[Opening ENTRIES SHOWN section]

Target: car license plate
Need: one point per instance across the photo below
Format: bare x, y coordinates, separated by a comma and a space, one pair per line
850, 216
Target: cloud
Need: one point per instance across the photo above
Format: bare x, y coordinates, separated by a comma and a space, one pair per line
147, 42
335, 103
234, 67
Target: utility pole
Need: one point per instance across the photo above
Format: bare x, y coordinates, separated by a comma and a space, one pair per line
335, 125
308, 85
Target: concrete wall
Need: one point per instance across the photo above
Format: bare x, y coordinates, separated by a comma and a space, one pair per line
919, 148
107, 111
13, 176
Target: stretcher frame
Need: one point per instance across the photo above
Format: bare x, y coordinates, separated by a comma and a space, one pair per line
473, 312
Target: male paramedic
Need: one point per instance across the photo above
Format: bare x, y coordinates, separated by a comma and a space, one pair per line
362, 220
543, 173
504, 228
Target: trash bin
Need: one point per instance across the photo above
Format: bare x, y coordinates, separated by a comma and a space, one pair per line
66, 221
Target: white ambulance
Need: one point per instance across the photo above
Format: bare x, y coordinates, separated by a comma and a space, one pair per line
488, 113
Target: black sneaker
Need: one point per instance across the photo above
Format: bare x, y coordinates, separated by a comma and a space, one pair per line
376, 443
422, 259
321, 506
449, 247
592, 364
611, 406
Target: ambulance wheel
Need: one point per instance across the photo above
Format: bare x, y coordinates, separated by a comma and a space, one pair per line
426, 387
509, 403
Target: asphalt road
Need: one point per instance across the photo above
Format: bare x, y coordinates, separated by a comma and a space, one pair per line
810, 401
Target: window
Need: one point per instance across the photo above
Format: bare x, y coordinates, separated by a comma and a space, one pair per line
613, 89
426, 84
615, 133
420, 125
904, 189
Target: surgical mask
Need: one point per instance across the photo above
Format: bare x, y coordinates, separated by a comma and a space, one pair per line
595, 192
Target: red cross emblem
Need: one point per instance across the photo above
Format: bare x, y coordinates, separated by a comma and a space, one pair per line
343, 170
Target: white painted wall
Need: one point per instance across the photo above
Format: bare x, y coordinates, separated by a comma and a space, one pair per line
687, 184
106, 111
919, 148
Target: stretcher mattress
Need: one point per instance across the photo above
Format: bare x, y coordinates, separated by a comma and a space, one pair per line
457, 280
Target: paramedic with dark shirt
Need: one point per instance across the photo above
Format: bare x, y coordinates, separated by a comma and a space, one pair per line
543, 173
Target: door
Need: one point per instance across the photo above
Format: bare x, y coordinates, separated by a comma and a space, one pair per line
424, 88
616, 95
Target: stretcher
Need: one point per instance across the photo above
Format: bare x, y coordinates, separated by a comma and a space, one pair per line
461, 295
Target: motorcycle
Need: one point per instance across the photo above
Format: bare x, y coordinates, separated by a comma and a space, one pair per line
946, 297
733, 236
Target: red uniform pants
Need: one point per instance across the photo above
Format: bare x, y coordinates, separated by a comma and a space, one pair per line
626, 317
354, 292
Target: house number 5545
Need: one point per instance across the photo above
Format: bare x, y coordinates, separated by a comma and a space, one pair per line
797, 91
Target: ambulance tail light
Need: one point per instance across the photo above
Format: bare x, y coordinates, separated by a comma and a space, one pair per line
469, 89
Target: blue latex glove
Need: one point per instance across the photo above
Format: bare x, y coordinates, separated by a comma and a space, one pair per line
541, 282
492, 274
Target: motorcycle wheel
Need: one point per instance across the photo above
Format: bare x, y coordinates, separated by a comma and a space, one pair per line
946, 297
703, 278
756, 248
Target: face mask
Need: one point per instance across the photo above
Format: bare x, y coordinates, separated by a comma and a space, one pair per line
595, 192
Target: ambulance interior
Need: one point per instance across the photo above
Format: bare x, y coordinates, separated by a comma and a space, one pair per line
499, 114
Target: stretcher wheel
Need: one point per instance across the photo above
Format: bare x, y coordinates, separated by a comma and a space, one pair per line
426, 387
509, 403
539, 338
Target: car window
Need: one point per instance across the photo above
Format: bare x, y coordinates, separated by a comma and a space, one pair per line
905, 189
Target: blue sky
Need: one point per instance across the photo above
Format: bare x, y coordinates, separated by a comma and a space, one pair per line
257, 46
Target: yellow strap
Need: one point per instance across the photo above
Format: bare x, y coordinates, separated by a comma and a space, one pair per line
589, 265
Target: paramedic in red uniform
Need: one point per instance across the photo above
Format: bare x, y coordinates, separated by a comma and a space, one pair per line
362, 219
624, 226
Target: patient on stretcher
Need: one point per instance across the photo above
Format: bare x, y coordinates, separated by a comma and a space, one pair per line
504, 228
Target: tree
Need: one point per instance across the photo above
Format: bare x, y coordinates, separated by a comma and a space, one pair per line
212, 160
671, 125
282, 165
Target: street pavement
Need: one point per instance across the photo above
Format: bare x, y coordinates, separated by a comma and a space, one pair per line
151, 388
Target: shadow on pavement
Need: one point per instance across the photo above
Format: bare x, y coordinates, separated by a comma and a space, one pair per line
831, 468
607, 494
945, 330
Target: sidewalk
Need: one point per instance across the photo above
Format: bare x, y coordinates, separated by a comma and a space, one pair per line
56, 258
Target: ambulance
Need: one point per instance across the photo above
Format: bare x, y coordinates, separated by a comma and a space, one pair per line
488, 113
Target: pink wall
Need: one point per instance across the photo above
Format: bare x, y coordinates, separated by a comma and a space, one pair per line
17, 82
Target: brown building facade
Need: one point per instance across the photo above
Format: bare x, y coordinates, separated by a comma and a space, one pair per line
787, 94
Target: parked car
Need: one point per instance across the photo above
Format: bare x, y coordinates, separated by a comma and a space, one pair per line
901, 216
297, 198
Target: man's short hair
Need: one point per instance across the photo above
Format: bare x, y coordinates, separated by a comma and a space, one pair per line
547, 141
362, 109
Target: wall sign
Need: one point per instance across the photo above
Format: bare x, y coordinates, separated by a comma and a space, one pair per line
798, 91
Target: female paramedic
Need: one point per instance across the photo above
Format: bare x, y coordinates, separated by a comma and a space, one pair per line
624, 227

[Closing ENTRIES SHOWN section]
[Opening ENTRIES SHOWN section]

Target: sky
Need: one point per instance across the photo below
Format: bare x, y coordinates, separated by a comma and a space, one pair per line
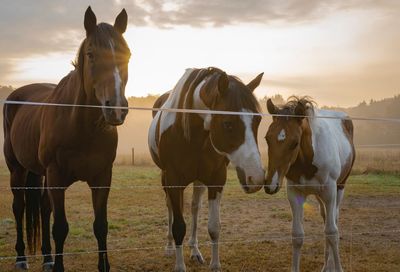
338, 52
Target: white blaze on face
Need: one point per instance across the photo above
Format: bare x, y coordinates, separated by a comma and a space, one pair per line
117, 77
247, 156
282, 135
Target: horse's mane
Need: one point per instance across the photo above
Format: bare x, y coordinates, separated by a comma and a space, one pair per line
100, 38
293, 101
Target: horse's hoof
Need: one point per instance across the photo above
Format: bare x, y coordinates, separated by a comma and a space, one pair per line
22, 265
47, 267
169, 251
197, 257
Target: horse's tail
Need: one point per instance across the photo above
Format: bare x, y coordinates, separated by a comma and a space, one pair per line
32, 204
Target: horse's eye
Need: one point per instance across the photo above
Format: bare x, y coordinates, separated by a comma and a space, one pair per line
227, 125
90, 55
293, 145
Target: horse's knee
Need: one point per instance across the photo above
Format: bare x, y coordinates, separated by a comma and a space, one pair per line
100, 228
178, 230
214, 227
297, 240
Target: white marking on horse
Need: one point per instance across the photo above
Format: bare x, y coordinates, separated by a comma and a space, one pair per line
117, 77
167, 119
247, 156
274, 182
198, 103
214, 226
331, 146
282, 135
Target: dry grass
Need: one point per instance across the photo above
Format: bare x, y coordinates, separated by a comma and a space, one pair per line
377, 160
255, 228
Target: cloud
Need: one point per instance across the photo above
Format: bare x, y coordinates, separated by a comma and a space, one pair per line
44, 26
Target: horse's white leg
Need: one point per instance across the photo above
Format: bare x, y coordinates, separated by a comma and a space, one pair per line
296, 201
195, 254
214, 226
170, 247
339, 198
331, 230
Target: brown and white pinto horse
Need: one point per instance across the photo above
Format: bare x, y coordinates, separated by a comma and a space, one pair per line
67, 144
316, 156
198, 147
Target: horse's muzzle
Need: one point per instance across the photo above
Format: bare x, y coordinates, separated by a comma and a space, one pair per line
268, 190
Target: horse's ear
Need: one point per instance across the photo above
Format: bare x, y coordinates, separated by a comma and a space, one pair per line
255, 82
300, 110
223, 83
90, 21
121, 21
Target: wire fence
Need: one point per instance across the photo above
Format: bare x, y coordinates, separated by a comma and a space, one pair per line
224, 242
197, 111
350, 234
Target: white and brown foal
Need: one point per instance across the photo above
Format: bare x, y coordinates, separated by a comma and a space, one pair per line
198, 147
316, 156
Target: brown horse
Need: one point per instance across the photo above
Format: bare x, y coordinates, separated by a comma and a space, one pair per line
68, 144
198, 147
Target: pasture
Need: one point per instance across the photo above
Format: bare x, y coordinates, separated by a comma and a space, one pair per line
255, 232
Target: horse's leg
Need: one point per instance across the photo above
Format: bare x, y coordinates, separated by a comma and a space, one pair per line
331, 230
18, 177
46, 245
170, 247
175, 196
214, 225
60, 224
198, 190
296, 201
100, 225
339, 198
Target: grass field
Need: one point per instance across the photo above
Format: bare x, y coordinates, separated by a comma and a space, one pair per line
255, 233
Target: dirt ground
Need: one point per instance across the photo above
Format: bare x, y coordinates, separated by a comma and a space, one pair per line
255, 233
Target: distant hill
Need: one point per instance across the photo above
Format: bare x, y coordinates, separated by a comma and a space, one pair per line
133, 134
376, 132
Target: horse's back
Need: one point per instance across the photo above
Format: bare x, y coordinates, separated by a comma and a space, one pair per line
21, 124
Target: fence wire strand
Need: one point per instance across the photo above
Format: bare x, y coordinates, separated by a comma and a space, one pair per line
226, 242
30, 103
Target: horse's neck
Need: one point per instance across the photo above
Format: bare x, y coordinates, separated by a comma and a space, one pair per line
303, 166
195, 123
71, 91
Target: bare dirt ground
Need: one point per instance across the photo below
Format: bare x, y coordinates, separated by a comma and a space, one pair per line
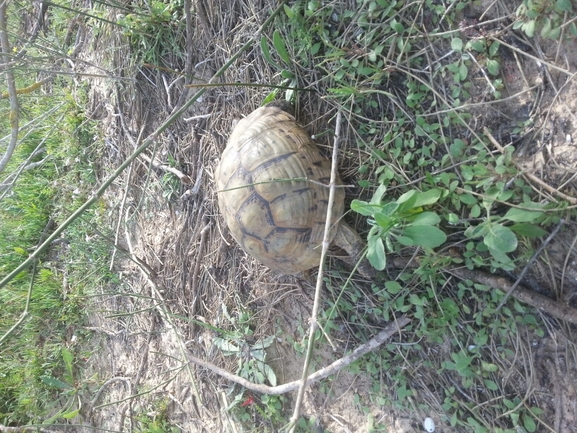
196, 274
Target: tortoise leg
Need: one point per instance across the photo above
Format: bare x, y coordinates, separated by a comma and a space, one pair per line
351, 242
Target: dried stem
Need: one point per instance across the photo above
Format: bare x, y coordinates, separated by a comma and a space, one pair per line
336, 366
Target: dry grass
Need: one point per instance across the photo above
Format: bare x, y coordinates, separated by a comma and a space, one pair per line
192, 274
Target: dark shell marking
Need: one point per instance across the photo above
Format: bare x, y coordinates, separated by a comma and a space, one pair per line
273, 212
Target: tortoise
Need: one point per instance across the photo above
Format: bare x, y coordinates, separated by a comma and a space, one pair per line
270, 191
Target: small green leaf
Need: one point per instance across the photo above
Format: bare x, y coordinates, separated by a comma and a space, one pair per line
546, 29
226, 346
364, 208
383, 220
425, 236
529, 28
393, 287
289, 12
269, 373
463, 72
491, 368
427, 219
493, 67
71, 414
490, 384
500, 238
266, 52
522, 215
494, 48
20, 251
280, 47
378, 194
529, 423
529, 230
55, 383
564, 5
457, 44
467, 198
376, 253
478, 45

[Closing ENTRIES SHOWN section]

TASK PROMPT:
Show the lines of the records that include the string "wire".

TASK ANSWER:
Target: wire fence
Target: fence wire strand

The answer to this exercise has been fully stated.